EXCERPT PROVIDED -
········

Physical characteristics
- • location: China
- • location: Ayeyarwady River
- • coordinates: 24°17′35″N 97°13′12″E﻿ / ﻿24.29306°N 97.22000°E
- • elevation: 103 m (338 ft)
- Length: 117 km (73 mi)
- Basin size: 7,053.2 km^{2} (2,723.3 sq mi)
- • location: Near mouth
- • average: 373.7 m^{3}/s (13,200 cu ft/s)

= Taping River =

The Taping River (太平江 (Tàipíng Jiāng)), known as Ta Hkaw Hka in Kachin and Daying River (大盈江 (Dàyíng Jiāng, Ta-ying Chiang)) in Chinese, is a river in Yunnan province, China and northern Myanmar (Burma). It is the first tributary of the country's chief river, the Irrawaddy, and the watersheds between it and the N'mai Hka river to the northwest and the rivers Shweli and Salween to the southeast form part of the boundary between China and Myanmar. Its source lies in Yingjiang County of Yunnan, and it enters the Irrawaddy near Bhamo, Kachin State.

········

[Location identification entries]
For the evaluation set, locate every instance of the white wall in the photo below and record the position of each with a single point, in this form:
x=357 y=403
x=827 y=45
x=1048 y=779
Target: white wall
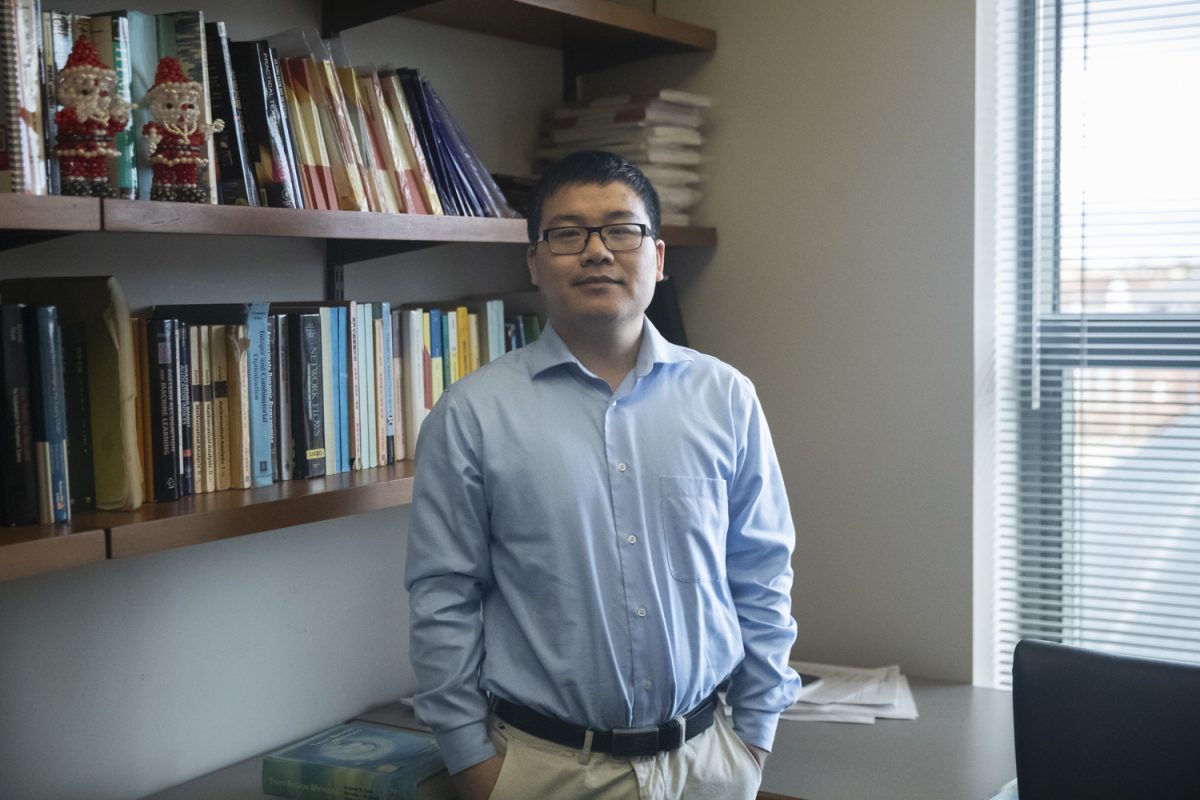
x=841 y=185
x=841 y=161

········

PROBLEM - Quote the passage from the Taping River text, starting at "Physical characteristics" and ending at "(2,723.3 sq mi)". The records have no connection to the text.

THE SOLUTION -
Physical characteristics
- • location: China
- • location: Ayeyarwady River
- • coordinates: 24°17′35″N 97°13′12″E﻿ / ﻿24.29306°N 97.22000°E
- • elevation: 103 m (338 ft)
- Length: 117 km (73 mi)
- Basin size: 7,053.2 km^{2} (2,723.3 sq mi)